* [TASK DETAILS]:
Count the lines of the data below that contain the string "lamp", treating uppercase and lowercase as different, and reply with only that number.

* [MATERIAL]:
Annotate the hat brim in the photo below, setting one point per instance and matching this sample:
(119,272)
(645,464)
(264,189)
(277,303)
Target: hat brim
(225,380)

--

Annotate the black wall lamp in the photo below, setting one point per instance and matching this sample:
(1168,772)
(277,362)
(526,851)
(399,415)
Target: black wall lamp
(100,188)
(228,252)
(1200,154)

* * *

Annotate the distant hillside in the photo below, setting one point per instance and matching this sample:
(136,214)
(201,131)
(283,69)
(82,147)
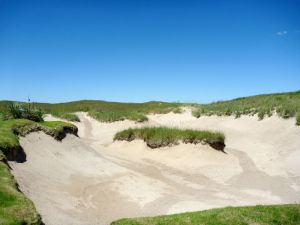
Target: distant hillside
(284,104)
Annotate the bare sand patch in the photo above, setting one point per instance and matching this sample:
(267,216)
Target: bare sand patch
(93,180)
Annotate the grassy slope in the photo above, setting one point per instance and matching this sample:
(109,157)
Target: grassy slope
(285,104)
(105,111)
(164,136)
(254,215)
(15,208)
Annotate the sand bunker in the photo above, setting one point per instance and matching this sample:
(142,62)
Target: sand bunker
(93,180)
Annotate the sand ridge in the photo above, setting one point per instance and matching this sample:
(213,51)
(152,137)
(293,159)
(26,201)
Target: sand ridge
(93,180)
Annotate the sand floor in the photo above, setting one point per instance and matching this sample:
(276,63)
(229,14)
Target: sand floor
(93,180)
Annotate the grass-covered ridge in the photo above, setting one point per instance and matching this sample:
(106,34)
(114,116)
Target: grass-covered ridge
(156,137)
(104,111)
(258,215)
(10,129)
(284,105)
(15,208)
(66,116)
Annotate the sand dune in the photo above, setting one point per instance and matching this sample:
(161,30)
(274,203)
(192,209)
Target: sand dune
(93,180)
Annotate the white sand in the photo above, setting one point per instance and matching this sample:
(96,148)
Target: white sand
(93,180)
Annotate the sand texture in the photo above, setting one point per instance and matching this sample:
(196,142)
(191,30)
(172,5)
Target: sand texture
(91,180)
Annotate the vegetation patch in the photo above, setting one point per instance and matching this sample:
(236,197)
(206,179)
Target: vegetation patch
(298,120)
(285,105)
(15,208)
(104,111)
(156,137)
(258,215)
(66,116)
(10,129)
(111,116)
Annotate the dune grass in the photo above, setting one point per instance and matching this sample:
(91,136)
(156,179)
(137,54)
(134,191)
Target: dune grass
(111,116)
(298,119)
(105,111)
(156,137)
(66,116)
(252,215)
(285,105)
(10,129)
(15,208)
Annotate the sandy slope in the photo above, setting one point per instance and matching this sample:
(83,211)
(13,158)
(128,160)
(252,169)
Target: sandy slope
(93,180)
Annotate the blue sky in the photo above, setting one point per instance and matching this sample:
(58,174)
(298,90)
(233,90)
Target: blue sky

* [REPLY TO THE EXERCISE]:
2